◆ Directions for this task: How many lines in the rows below contain the word "Target"? Reply with the number alone.

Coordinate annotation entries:
↓↓↓

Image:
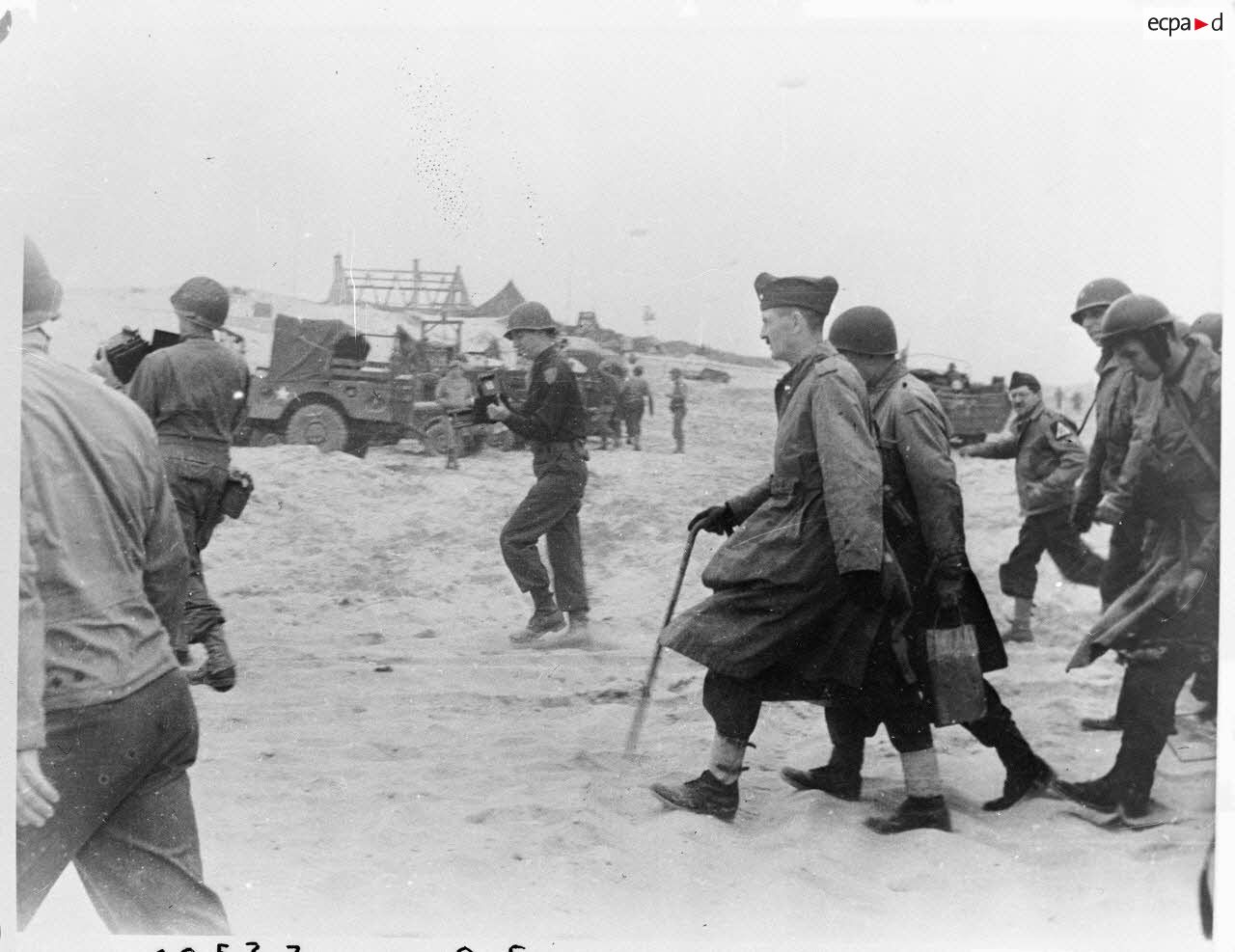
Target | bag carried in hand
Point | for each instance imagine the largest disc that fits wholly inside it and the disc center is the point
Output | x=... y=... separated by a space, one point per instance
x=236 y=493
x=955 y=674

↑↑↑
↓↓↓

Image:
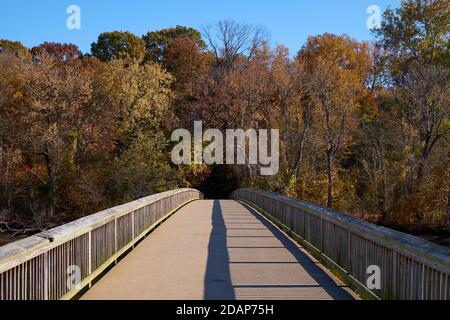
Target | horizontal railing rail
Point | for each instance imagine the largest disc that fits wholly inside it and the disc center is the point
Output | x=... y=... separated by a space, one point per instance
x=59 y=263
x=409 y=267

↑↑↑

◆ Written response: 2